(THE RECORDS Opens)
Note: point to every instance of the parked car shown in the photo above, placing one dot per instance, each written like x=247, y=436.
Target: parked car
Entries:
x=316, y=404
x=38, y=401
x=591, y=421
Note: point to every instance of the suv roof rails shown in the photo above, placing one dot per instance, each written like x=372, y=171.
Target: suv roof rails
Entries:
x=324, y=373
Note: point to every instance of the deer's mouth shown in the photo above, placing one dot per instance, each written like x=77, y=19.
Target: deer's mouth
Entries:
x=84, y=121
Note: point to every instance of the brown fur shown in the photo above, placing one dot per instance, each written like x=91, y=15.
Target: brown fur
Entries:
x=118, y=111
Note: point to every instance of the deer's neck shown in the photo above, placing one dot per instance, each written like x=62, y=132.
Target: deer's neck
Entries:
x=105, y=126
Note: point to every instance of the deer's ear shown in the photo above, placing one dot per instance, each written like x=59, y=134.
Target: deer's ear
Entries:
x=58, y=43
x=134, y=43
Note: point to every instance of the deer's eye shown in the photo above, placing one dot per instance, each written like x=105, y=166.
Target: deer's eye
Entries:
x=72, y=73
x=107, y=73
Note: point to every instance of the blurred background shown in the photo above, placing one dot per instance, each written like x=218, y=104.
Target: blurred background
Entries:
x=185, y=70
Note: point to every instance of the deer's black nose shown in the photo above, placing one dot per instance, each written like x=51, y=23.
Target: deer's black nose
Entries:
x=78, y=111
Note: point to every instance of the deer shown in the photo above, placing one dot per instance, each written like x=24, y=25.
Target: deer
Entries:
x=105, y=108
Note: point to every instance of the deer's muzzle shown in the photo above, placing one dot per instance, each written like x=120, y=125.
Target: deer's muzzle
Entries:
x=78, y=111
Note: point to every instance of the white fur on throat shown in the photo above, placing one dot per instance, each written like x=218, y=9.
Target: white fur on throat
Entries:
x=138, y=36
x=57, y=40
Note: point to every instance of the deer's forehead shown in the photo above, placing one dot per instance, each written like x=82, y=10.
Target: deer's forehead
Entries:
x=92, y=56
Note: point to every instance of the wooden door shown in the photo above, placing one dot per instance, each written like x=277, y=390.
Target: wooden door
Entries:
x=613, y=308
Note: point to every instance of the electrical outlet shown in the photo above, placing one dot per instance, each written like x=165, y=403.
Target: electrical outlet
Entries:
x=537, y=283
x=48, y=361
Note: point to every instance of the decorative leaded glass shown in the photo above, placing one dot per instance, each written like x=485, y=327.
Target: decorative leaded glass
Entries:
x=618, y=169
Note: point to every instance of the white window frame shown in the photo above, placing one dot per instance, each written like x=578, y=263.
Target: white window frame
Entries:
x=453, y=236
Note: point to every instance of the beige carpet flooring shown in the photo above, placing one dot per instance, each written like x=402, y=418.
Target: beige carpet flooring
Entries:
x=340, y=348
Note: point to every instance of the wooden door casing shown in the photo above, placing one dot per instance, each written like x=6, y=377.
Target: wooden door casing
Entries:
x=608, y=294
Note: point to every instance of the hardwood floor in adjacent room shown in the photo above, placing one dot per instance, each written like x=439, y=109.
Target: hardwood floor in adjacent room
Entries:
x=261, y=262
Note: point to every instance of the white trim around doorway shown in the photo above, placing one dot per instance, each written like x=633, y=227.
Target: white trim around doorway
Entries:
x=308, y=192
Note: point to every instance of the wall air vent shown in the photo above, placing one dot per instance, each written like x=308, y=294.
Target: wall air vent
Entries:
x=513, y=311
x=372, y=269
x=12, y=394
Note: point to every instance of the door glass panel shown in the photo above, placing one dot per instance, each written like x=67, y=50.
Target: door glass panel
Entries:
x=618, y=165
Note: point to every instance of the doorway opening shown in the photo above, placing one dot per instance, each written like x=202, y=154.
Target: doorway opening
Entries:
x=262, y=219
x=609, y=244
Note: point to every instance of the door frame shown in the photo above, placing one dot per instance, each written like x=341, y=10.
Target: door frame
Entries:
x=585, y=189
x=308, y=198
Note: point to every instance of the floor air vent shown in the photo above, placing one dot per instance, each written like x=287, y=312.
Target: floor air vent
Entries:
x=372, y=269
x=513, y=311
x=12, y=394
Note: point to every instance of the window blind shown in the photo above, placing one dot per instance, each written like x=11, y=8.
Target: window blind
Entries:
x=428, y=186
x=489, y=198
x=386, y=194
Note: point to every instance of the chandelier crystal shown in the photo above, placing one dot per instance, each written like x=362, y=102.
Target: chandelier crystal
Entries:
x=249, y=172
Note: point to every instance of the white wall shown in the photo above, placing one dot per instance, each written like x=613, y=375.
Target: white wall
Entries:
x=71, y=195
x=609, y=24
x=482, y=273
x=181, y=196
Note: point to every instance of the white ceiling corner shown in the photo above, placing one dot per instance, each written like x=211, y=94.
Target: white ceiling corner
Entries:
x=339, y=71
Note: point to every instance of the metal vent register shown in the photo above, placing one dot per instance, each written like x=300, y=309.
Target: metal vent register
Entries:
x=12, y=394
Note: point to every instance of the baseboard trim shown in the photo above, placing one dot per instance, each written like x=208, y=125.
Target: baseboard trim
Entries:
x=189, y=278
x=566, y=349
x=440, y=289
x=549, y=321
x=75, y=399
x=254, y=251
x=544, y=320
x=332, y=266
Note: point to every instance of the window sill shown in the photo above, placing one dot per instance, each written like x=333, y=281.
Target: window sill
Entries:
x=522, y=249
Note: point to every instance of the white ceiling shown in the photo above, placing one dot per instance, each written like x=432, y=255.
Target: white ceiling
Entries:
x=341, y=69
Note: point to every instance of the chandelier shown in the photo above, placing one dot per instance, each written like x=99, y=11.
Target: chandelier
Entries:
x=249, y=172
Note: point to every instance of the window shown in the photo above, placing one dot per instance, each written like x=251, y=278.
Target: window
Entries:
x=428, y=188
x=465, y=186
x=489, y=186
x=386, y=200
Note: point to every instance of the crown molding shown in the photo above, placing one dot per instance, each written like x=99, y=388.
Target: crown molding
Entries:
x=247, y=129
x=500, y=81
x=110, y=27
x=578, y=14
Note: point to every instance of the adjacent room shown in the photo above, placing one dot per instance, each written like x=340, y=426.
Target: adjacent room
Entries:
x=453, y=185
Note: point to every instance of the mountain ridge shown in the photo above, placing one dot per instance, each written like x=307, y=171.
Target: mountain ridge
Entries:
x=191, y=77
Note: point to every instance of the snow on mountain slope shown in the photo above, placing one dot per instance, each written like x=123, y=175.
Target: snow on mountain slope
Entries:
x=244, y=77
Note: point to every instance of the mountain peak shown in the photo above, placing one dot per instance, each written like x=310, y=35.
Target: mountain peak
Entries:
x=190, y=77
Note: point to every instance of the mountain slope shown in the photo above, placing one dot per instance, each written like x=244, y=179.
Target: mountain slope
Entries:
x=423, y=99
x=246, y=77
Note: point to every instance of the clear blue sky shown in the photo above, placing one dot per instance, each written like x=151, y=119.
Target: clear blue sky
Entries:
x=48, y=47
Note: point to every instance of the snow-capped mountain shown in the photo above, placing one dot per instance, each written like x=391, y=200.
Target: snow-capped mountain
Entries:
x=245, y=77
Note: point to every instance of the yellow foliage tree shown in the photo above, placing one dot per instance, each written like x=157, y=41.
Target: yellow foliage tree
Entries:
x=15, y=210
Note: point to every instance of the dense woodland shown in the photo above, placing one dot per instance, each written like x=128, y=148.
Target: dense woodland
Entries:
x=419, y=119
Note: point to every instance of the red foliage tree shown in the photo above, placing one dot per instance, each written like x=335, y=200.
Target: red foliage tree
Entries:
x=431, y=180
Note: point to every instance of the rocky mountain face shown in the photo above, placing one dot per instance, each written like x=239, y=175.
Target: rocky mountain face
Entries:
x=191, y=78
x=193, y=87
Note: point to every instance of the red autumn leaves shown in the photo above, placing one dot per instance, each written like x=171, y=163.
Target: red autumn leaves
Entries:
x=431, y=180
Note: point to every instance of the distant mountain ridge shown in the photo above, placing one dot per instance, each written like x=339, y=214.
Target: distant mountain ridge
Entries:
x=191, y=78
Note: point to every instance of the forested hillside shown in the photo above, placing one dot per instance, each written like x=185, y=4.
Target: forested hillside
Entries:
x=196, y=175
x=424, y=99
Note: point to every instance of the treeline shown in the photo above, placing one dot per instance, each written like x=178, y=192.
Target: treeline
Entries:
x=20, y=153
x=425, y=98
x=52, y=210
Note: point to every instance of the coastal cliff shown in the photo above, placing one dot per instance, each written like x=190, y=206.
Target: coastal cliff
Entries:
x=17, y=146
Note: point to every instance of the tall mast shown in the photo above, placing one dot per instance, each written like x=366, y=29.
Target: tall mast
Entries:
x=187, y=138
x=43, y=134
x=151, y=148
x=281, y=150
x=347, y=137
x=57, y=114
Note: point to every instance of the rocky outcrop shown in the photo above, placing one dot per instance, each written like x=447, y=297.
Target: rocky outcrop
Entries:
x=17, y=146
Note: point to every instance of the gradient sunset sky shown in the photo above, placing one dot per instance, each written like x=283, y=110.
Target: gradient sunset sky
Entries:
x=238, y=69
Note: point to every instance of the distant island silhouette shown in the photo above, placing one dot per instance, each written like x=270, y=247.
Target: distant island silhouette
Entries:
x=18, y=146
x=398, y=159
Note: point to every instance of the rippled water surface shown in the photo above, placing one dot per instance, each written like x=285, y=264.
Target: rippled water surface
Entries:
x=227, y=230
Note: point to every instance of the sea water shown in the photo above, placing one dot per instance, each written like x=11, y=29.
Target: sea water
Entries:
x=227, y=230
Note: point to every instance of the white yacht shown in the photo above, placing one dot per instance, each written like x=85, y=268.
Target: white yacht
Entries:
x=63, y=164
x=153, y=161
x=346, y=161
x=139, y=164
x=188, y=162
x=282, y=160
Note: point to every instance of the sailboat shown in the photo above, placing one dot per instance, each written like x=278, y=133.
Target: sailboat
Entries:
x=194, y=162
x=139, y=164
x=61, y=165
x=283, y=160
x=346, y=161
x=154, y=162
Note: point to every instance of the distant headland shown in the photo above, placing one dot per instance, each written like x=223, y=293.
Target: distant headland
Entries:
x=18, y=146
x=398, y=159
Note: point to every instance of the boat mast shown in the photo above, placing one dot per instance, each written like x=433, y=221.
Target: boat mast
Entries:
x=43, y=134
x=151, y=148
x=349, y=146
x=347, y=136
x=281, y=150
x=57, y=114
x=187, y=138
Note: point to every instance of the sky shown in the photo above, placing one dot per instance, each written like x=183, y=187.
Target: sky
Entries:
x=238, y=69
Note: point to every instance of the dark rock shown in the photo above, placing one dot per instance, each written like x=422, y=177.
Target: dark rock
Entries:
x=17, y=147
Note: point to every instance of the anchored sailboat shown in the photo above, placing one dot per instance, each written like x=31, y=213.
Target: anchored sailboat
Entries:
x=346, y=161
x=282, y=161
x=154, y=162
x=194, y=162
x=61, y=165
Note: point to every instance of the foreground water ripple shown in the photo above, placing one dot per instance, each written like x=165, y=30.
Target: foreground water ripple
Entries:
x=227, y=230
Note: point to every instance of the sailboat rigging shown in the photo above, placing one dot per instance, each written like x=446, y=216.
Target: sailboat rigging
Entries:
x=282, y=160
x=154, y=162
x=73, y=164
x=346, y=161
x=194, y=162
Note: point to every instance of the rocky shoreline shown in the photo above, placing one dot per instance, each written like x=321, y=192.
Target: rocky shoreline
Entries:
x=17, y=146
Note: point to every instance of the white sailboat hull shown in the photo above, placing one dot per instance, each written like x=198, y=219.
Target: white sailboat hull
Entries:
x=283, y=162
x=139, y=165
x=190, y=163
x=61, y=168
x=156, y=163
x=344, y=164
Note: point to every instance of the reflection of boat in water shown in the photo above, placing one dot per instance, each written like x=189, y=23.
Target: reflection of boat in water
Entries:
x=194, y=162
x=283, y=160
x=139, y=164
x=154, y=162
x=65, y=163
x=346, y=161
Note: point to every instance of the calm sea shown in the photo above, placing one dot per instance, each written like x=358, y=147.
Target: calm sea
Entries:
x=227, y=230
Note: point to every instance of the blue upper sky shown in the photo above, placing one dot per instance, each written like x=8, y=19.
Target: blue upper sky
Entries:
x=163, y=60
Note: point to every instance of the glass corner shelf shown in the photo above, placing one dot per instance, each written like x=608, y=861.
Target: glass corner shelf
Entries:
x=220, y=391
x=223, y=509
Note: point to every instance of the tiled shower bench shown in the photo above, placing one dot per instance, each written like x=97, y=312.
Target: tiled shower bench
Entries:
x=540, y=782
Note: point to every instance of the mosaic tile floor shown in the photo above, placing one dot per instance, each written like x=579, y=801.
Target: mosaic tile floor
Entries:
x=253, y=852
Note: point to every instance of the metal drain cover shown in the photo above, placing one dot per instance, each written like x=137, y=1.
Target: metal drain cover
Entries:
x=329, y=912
(THE RECORDS Closes)
● **REQUIRED WORK**:
Would you please copy every line in the data that contains the word "nose"?

● **SOLUTION TO THIS EXERCISE**:
Note: point to every instance of the deer's black nose shown in the photo above, placing one dot per instance, each written like x=51, y=23.
Target: deer's black nose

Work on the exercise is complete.